___ Text provided ___
VEGF-C Promotes Immune Tolerance in B16 Melanomas and Cross-Presentation of Tumor Antigen by Lymph Node Lymphatics

Sachiko Hirosue, Amine Issa, Amanda Waite Lund, Vidya Raghavan, Melody Swartz, Susan Thomas

Tumor expression of the lymphangiogenic factor VEGF-C is correlated with metastasis and poor prognosis, and although VEGF-C enhances transport to the draining lymph node (dLN) and antigen exposure to the adaptive immune system, its role in tumor immunity remains unexplored. Here, we demonstrate that VEGF-C promotes immune tolerance in murine melanoma. In B16 F10 melanomas expressing a foreign antigen (OVA), VEGF-C protected tumors against preexisting antitumor immunity and promoted local deletion of OVA-specific CD8(+) T cells. Naive OVA-specific CD8(+) T cells, transferred into tumor-bearing mice, were dysfunctionally activated and apoptotic. Lymphatic endothelial cells (LECs) in dLNs cross-presented OVA, and naive LECs scavenge and cross-present OVA in vitro. Cross-presenting LECs drove the proliferation andapoptosis of OVA-specific CD8(+) T cells ex vivo. Our findings introduce a tumor-promoting role for lymphatics in the tumor and dLN and suggest that lymphatic endothelium in the local microenvironment may be a target for immunomodulation.
___ Supplied information ___
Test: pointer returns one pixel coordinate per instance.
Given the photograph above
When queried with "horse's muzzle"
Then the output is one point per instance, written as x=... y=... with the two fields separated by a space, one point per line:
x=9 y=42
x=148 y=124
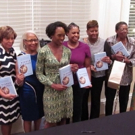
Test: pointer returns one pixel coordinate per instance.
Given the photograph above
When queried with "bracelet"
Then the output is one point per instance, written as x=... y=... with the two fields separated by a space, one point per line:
x=19 y=84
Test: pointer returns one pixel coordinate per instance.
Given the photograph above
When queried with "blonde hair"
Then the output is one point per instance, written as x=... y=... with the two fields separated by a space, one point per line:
x=22 y=47
x=6 y=32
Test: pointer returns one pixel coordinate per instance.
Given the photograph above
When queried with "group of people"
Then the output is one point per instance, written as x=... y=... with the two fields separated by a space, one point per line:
x=42 y=93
___
== The problem ==
According to the abstract on VEGF-C in melanoma, which cells in the draining lymph nodes cross-presented OVA?

== Your solution ==
Lymphatic endothelial cells (LECs)